Saved entries:

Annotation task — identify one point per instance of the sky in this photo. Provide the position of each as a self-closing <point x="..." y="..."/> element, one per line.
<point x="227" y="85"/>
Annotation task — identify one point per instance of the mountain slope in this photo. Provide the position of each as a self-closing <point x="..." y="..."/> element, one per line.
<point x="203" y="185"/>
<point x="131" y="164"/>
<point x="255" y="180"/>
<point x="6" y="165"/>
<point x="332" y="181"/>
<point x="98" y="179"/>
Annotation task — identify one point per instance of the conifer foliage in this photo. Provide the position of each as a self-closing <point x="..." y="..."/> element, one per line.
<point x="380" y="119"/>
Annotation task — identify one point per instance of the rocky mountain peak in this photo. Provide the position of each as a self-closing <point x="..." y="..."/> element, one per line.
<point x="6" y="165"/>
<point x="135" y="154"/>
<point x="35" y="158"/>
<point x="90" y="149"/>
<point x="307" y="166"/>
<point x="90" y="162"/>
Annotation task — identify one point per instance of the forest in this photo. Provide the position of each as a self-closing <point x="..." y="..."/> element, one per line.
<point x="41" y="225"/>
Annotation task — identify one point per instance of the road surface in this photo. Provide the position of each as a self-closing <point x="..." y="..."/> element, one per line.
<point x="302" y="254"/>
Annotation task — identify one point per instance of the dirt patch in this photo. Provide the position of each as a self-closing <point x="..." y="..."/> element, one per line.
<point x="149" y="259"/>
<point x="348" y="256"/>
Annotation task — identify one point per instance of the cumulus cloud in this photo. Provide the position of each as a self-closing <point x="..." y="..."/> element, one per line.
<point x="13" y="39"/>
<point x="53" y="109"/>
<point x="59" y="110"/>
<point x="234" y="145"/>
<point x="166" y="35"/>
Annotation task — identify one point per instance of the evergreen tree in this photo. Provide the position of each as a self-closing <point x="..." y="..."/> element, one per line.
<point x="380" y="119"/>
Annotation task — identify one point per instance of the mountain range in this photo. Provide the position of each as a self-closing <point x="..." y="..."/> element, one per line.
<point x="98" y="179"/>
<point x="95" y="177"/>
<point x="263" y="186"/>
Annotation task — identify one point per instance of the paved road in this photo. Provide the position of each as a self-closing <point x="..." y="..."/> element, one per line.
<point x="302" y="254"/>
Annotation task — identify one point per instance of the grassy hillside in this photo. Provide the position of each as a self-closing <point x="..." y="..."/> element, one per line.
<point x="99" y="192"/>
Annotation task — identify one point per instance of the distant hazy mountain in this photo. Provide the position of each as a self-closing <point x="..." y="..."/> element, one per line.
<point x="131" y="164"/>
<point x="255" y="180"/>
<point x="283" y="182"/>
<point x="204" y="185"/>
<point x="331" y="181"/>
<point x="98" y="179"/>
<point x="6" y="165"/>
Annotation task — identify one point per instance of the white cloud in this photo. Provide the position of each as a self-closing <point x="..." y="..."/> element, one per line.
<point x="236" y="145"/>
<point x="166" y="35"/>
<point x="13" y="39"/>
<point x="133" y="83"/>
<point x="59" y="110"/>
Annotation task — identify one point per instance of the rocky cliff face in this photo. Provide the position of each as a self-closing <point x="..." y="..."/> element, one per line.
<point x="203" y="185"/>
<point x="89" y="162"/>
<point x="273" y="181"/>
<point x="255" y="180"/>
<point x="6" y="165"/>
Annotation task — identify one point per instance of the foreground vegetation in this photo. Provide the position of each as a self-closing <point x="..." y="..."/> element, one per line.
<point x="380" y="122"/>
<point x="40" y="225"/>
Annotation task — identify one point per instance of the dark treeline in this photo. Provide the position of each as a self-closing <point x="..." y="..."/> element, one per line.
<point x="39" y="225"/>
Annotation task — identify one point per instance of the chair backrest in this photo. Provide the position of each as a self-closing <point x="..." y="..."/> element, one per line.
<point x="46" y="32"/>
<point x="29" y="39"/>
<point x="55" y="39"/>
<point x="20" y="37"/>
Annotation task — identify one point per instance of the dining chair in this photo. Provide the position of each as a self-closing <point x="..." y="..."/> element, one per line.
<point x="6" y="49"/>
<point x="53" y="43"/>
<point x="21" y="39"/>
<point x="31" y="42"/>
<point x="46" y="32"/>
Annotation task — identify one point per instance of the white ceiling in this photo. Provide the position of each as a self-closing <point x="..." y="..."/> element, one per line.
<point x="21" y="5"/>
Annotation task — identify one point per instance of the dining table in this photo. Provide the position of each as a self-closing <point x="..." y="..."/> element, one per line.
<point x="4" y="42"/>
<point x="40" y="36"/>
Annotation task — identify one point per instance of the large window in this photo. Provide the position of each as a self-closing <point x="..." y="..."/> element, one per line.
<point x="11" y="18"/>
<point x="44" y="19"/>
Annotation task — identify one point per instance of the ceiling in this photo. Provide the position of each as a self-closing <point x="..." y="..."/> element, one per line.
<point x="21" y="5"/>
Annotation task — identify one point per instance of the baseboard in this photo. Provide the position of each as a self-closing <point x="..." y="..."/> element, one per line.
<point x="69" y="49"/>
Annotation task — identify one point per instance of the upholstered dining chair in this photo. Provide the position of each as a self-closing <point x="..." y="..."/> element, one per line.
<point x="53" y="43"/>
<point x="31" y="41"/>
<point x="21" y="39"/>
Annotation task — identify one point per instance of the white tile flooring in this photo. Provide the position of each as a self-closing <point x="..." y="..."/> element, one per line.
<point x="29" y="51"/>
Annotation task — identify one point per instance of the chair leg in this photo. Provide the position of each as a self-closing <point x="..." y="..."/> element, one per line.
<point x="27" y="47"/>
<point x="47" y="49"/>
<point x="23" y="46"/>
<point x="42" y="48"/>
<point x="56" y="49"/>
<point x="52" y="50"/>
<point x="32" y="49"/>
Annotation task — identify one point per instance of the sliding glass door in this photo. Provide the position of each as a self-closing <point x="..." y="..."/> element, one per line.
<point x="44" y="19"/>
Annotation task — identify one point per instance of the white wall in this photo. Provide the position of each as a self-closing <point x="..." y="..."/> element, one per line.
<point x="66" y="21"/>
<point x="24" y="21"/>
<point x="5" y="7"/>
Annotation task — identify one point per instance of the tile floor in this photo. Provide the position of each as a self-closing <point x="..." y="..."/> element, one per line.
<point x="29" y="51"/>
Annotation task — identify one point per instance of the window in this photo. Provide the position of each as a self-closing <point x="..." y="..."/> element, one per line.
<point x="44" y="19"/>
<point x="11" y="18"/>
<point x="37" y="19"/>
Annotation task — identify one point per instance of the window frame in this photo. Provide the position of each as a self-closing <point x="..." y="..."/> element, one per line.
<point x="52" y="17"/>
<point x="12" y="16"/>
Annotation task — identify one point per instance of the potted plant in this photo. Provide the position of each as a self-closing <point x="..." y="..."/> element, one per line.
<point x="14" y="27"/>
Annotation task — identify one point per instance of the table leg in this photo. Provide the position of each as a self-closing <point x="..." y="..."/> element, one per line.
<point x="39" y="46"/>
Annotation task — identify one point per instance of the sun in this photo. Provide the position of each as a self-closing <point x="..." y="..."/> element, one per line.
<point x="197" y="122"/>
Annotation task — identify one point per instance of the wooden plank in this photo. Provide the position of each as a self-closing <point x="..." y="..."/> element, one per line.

DESCRIPTION OF THE TASK
In your answer, reproduce every entry exactly as it was written.

FINISHED EXERCISE
Annotation task — identify one point per instance of the sky in this photo. Provide the position of each as a self-closing <point x="..." y="..."/> element, one per line.
<point x="227" y="85"/>
Annotation task — identify one point per instance of the mountain slope in this photo. Provide the position of each as a self-closing <point x="..." y="..."/> element, one per line.
<point x="203" y="185"/>
<point x="131" y="164"/>
<point x="255" y="180"/>
<point x="6" y="165"/>
<point x="332" y="181"/>
<point x="98" y="179"/>
Annotation task — identify one point per instance of the conifer foliage in this photo. Provide the position of each as a self-closing <point x="..." y="..."/> element, one per line.
<point x="380" y="119"/>
Annotation task — identify one point per instance of the rocky mountain peak in this photo. Provide the position of each as a self-closing <point x="..." y="..."/> element, one per line.
<point x="6" y="165"/>
<point x="135" y="154"/>
<point x="35" y="158"/>
<point x="90" y="149"/>
<point x="307" y="166"/>
<point x="90" y="162"/>
Annotation task — identify one point per instance of the forest in this photo. Provide the position of each as a self-closing <point x="..." y="..."/> element, one per line.
<point x="41" y="225"/>
Annotation task — identify one point per instance of the road surface in this photo. Provide the position of each as a self-closing <point x="..." y="..."/> element, one per line.
<point x="302" y="254"/>
Annotation task — identify one point per instance of the dirt patch in this photo. Provide the position of each as a self-closing <point x="..." y="..."/> element, one per line.
<point x="149" y="259"/>
<point x="348" y="256"/>
Annotation task — identify one point per instance of the cumulus cloud in this photo. Provide the position of each as a self-closing <point x="..." y="..."/> element, one per line.
<point x="13" y="39"/>
<point x="53" y="109"/>
<point x="59" y="110"/>
<point x="234" y="145"/>
<point x="166" y="35"/>
Annotation task — identify one point per instance of the evergreen tree in this photo. Provide the position of each as a self-closing <point x="..." y="..."/> element, one per line.
<point x="380" y="119"/>
Annotation task — identify one point per instance of the mountain range in this photo. Provide the position of each as a self-closing <point x="..." y="..."/> element, one per line.
<point x="98" y="179"/>
<point x="95" y="177"/>
<point x="263" y="186"/>
Annotation task — identify one point per instance of the paved road in this photo. Provide the position of each as a self-closing <point x="..." y="..."/> element, one per line.
<point x="302" y="254"/>
Annotation task — identify one point per instance of the grassy hillside in this photo. Provide the position of each as a self-closing <point x="..." y="..."/> element, one per line.
<point x="99" y="192"/>
Annotation task — identify one point per instance of the distant hazy mountain in this photo. Provide the position of each as a self-closing <point x="..." y="..."/> element, one per line.
<point x="131" y="164"/>
<point x="255" y="180"/>
<point x="283" y="182"/>
<point x="204" y="185"/>
<point x="331" y="181"/>
<point x="98" y="179"/>
<point x="6" y="165"/>
Annotation task — identify one point per instance of the white cloud in this photo. Provide the position of each as a self-closing <point x="..." y="..."/> element, one per line.
<point x="236" y="145"/>
<point x="166" y="35"/>
<point x="13" y="39"/>
<point x="133" y="83"/>
<point x="59" y="110"/>
Annotation task — identify one point per instance of the rocky cliff face in this photo. Provide the position of each as a self-closing <point x="..." y="..."/> element, one per line.
<point x="203" y="185"/>
<point x="89" y="162"/>
<point x="273" y="181"/>
<point x="255" y="180"/>
<point x="6" y="165"/>
Annotation task — identify one point per instance of the foreground vegetation in this photo. Provide the position of each as a self-closing <point x="..." y="..."/> element, one per line.
<point x="380" y="122"/>
<point x="40" y="225"/>
Annotation task — identify one point per instance of the dark treeline in this photo. Provide the position of each as a self-closing <point x="..." y="..."/> element, one per line.
<point x="39" y="225"/>
Annotation task — identify one point per instance of the chair backrest in this photo. Provide the position of each as a self-closing <point x="..." y="..."/> element, one per line.
<point x="46" y="32"/>
<point x="29" y="39"/>
<point x="55" y="39"/>
<point x="20" y="37"/>
Annotation task — identify one point per instance of the dining chair in this photo. Provide the position of each as a self-closing <point x="..." y="..."/> element, one per line.
<point x="6" y="49"/>
<point x="53" y="43"/>
<point x="21" y="39"/>
<point x="31" y="42"/>
<point x="46" y="32"/>
Annotation task — identify one point per instance of the white ceiling in this photo. Provide the position of each as a self-closing <point x="..." y="..."/> element, one per line.
<point x="21" y="5"/>
Annotation task — identify one point per instance of the dining table in this photo. Provide the position of each as a self-closing <point x="..." y="..."/> element, one per line.
<point x="4" y="42"/>
<point x="40" y="36"/>
Annotation task — identify one point per instance of the large window in this photo. Provide the position of each as a self-closing <point x="..." y="..."/> element, one per line.
<point x="11" y="18"/>
<point x="44" y="19"/>
Annotation task — identify one point per instance of the ceiling in this photo. Provide the position of each as a self-closing <point x="..." y="..."/> element, one per line.
<point x="21" y="5"/>
Annotation task — identify one point per instance of the baseboard in this photo. Provide the position of each as a self-closing <point x="..." y="..."/> element, one per line.
<point x="69" y="49"/>
Annotation task — identify one point per instance of the upholstered dining chair in this photo. Provide the position of each as a self-closing <point x="..." y="..."/> element, one per line.
<point x="53" y="43"/>
<point x="31" y="41"/>
<point x="21" y="39"/>
Annotation task — identify one point per instance of the white tile flooring in this photo. Provide the position of each as a self-closing <point x="..." y="..."/> element, one per line.
<point x="29" y="51"/>
Annotation task — identify one point per instance of the chair leg in this photo. Provide the position of each as a self-closing <point x="..." y="..."/> element, one per line.
<point x="27" y="47"/>
<point x="47" y="49"/>
<point x="23" y="46"/>
<point x="42" y="48"/>
<point x="56" y="49"/>
<point x="52" y="50"/>
<point x="32" y="49"/>
Annotation task — identify one point per instance of the sliding glass door in this photo. Provide the position of each as a self-closing <point x="..." y="..."/> element, one per line.
<point x="44" y="19"/>
Annotation task — identify one point per instance of the white wall in this photo. Provide the position of each as a self-closing <point x="..." y="..."/> element, one per line.
<point x="66" y="21"/>
<point x="24" y="21"/>
<point x="5" y="7"/>
Annotation task — identify one point per instance of the tile floor in this photo. Provide the position of each as a self-closing <point x="..." y="..."/> element, one per line.
<point x="29" y="51"/>
Annotation task — identify one point per instance of the window in this photo. Provide the position of each as a self-closing <point x="..." y="..."/> element, one per line.
<point x="44" y="19"/>
<point x="11" y="18"/>
<point x="37" y="19"/>
Annotation task — identify one point per instance of the window frame in this photo. Provide the position of each as a self-closing <point x="..." y="..."/> element, one per line.
<point x="52" y="17"/>
<point x="12" y="16"/>
Annotation task — identify one point per instance of the potted plant in this photo. Provide the position of each as a self-closing <point x="..." y="..."/> element, one per line.
<point x="14" y="27"/>
Annotation task — identify one point per instance of the table leg in this photo. Provide the position of each as a self-closing <point x="..." y="..."/> element, one per line.
<point x="39" y="46"/>
Annotation task — identify one point per instance of the sun in this photo. Provide the position of each as a self-closing <point x="..." y="..."/> element, one per line.
<point x="197" y="122"/>
Annotation task — identify one point per instance of the wooden plank in this photo. Provide the position of each as a self-closing <point x="..." y="..."/> element, one per line.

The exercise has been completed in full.